**What to work on**
The number needed is how many lines in these entries contain "heart"; give it alone.

**Items from a data source**
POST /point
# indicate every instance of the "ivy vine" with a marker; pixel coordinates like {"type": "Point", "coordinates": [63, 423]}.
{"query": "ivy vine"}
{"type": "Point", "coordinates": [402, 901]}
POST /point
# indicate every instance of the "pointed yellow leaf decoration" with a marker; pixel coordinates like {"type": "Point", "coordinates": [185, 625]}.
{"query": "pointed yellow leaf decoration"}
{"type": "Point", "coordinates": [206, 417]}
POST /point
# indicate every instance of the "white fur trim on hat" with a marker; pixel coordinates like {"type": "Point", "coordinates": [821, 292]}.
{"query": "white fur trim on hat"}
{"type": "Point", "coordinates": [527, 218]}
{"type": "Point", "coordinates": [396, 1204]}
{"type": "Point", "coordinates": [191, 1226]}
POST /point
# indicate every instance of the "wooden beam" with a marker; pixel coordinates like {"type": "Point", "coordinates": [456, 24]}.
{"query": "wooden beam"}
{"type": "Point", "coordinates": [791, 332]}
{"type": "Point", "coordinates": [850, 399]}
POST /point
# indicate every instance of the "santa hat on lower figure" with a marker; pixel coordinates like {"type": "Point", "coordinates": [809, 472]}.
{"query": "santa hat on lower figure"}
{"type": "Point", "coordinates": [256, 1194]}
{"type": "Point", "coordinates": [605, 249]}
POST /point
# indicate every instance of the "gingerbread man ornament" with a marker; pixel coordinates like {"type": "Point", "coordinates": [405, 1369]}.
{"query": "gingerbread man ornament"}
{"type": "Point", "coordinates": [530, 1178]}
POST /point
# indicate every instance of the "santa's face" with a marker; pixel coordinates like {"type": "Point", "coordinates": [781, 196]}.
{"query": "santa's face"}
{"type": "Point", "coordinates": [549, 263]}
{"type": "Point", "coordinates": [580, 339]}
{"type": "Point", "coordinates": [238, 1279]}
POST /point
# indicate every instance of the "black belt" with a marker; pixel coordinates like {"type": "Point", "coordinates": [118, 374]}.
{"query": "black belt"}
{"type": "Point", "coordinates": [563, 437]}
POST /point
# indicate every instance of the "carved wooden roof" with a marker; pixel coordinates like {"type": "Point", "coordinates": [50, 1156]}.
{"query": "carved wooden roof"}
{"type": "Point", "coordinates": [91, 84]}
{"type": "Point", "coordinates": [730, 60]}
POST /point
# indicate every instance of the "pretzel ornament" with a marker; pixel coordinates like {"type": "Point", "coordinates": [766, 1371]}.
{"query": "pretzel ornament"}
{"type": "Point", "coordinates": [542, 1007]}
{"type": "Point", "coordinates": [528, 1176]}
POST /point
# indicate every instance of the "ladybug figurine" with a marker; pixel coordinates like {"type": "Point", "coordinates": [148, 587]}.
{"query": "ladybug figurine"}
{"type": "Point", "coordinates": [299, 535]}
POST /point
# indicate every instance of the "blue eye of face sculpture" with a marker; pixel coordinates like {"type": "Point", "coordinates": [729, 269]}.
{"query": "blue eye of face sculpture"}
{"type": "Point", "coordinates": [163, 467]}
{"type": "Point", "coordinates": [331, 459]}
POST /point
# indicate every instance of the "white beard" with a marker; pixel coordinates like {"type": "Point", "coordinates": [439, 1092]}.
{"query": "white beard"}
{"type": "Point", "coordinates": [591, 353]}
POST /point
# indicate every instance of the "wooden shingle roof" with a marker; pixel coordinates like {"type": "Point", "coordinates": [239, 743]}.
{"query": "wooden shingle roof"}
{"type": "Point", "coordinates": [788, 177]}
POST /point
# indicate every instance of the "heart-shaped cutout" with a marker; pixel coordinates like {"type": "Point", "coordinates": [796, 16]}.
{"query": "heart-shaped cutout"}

**Result**
2